# Record list
————
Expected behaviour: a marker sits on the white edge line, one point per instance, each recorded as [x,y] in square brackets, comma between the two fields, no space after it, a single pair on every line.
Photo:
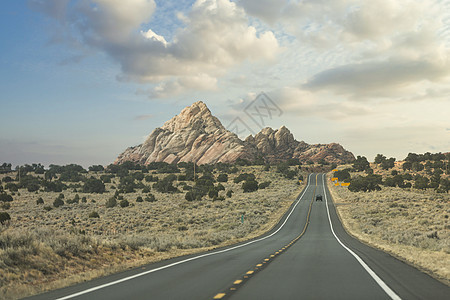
[189,259]
[378,280]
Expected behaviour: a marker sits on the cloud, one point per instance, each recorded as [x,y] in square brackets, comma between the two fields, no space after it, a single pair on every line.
[378,78]
[215,36]
[143,117]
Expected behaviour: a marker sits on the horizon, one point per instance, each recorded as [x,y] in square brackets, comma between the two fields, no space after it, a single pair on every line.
[80,88]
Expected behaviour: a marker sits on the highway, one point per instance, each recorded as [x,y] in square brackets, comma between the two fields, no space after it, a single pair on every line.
[308,255]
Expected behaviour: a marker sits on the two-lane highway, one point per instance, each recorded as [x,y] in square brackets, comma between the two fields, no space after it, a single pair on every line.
[320,261]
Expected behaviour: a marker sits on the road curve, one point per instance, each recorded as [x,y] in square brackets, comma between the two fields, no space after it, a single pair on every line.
[300,258]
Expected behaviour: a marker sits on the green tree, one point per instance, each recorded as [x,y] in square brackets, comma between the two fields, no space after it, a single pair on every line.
[361,164]
[250,186]
[94,185]
[4,217]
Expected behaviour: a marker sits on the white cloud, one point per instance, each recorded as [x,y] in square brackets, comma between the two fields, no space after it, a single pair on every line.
[216,36]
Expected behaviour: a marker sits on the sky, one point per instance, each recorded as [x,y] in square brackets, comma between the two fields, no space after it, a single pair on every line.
[82,80]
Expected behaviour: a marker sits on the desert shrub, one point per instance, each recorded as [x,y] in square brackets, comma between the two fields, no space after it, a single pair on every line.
[388,163]
[366,184]
[165,185]
[5,197]
[150,198]
[96,168]
[94,214]
[58,202]
[12,187]
[124,203]
[220,187]
[213,193]
[111,202]
[222,178]
[54,186]
[421,182]
[94,185]
[138,176]
[244,176]
[4,217]
[5,205]
[263,185]
[7,179]
[105,178]
[151,178]
[250,186]
[361,164]
[343,175]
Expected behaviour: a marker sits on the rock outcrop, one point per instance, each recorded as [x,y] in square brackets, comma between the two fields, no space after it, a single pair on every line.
[196,135]
[193,135]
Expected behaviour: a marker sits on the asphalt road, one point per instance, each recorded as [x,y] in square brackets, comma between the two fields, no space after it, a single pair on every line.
[303,257]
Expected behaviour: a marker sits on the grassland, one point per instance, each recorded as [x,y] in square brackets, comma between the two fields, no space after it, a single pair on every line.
[42,250]
[410,224]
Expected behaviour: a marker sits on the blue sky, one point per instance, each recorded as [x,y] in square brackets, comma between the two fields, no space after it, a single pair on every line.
[83,80]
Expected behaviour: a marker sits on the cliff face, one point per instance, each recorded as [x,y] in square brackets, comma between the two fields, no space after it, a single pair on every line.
[196,135]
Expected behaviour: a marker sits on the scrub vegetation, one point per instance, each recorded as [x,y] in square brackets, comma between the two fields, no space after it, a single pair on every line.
[65,224]
[404,211]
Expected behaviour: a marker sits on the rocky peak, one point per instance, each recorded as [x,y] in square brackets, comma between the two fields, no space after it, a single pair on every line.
[197,117]
[195,135]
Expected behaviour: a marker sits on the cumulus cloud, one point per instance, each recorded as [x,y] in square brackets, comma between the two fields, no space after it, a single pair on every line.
[215,37]
[378,78]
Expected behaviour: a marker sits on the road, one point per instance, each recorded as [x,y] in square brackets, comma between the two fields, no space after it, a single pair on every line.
[308,255]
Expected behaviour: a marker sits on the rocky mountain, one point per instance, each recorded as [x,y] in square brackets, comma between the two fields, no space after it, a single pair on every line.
[196,135]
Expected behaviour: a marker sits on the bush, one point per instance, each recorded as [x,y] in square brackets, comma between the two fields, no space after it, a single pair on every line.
[222,178]
[94,214]
[213,193]
[4,217]
[250,186]
[94,185]
[124,203]
[361,164]
[263,185]
[58,202]
[244,176]
[150,198]
[5,197]
[365,184]
[111,202]
[342,175]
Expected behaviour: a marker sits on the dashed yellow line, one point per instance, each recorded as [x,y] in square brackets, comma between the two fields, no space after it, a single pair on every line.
[219,296]
[246,276]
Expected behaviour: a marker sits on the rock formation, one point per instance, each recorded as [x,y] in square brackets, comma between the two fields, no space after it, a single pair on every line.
[196,135]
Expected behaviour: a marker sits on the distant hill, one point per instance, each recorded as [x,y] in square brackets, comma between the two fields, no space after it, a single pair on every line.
[195,135]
————
# What is being asked
From the line containing "Expected behaviour: a marker sits on the scrub" through the final line of the listing above, retype every line exactly; leave out everything else.

# Reply
Expected behaviour: a marker sits on the scrub vegetation, one point per instance, each recorded as [x,y] in square brackets, comma between the two fields, no space after it, a single pair on every line.
[65,224]
[404,211]
Expected behaviour: a marker sits on the rocky peak, one point per instance, each recorded as [x,y] in square brackets, comma between the two fields, no space after it, a single pair on every line.
[197,117]
[195,135]
Expected behaviour: a marker sits on the cumulus cloud, one point per instance, each recorded as [x,y] in square brackets, comma between the two fields, no space after it, a single pair on every line.
[215,37]
[378,78]
Expected behaviour: a marker sits on the road, one point per instance, each recorded as [x,y] in square brackets, comma between the two fields, no space after it, a single pair on every line.
[308,255]
Expected behaviour: a marker sits on the rocky mountain, one point per instance, each recorded as [x,y] in square brackets, comma between the two fields, no space after it, a single pair on every line.
[196,135]
Expected behaviour: a marker sits on the bush, one point per instance, each recorded as [x,y] in square brackets, comma between the two fields, no space after it, a single pair on every line.
[222,178]
[94,214]
[213,193]
[4,217]
[250,186]
[94,185]
[124,203]
[361,164]
[263,185]
[58,202]
[244,176]
[150,198]
[5,197]
[365,184]
[111,202]
[342,175]
Expected behaviour: a marker sits on the dashed yellow line, one point per instance, each recorded as [x,y] in square brackets, comma between the two fields, no space after it, a single pair on every line.
[219,296]
[246,276]
Expected behaviour: a marker sits on the rock formation, one point per instance, each recorded as [x,y] in square brackets, comma between the two fields, no space after it, a single pair on every line.
[196,135]
Expected behaviour: a marker sits on the distant hill, one point per instance, each recorded as [x,y] in square brackets, comma between the two fields, no space after it, a single pair on every line.
[195,135]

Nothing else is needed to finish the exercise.